REQUEST: Give only the lines from the one containing "form: [133, 154]." through the end of the material below, exactly as written.

MATERIAL TO PROCESS:

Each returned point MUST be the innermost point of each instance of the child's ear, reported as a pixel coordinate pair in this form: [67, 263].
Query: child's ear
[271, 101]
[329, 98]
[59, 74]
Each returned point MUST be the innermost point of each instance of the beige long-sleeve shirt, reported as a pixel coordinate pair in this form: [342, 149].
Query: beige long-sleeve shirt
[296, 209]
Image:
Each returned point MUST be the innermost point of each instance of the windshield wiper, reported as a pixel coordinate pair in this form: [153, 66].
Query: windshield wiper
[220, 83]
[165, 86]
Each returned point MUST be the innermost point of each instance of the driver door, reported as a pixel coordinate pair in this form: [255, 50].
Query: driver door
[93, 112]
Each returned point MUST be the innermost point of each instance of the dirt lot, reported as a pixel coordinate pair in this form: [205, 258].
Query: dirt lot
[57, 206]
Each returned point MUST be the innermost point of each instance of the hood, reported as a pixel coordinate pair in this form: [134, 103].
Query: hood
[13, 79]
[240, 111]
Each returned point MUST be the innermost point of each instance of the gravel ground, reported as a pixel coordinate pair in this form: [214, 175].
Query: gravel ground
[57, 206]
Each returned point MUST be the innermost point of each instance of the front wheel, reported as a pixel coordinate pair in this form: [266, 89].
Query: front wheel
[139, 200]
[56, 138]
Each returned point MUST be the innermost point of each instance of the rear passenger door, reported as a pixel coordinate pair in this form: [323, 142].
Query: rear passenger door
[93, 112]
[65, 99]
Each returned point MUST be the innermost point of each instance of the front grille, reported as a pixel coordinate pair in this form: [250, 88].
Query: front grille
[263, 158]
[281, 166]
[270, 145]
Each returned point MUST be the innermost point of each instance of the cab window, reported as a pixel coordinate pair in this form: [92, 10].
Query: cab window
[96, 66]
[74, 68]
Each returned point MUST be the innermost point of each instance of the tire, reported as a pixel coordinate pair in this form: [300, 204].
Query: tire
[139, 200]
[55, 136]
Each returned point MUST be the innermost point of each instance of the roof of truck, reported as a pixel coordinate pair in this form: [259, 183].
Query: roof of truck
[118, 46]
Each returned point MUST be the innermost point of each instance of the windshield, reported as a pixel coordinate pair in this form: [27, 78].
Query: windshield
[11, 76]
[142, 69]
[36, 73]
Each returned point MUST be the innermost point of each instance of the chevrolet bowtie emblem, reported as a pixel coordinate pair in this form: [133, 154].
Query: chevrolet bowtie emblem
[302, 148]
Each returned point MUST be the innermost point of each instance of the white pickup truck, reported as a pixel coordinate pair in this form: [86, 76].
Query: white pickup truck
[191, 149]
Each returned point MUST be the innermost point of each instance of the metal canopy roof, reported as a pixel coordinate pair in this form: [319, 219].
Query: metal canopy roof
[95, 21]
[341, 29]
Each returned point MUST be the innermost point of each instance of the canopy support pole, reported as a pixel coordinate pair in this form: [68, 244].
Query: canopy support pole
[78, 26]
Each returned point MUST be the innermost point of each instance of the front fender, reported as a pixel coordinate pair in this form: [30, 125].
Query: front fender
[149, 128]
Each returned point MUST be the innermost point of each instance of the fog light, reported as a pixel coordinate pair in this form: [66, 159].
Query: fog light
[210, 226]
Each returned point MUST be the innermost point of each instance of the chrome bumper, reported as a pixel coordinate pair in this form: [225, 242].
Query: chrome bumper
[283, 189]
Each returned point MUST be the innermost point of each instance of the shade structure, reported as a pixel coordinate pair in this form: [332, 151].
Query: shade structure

RESPONSE TO THE TASK:
Each returned point MUST be the innermost point of each instance of the chevrolet bowtie emblem, reported as a pixel coordinate pair in this form: [133, 154].
Query: chevrolet bowtie emblem
[302, 148]
Each returned point MUST be the innermost point of each instance of the white pickup truck, reported as a pixel coordinate pair in this form: [86, 76].
Query: white pickup truck
[191, 149]
Each returned point MUST be the innermost point of each instance of the metal canopy roof, reported as a pixel coordinate pair in this form: [319, 219].
Query: metal canopy roof
[95, 21]
[341, 29]
Each returned point MUST be the innermost point of each instance of the canopy support pole, reported as a pixel coordinate pair in this form: [68, 244].
Query: canopy support pole
[78, 26]
Each returned point MUST be the innermost point of each instance of the front fender, reported as a pixel coordinate pair in this form: [30, 125].
Query: front fender
[149, 128]
Each returned point MUST be the innermost point of each instance of the fog light, reported as a pixel coordinate pair in this form: [66, 159].
Query: fog light
[210, 226]
Each returned point MUST be the innermost point of each instance of the chrome bumper, reported as a pixel coordinate pair in this form: [225, 242].
Query: chrome bumper
[283, 189]
Each returned point MUST be the innermost point of each instance of the shade structure, reported as a pixel coordinate pair in this form: [332, 151].
Query: shade structure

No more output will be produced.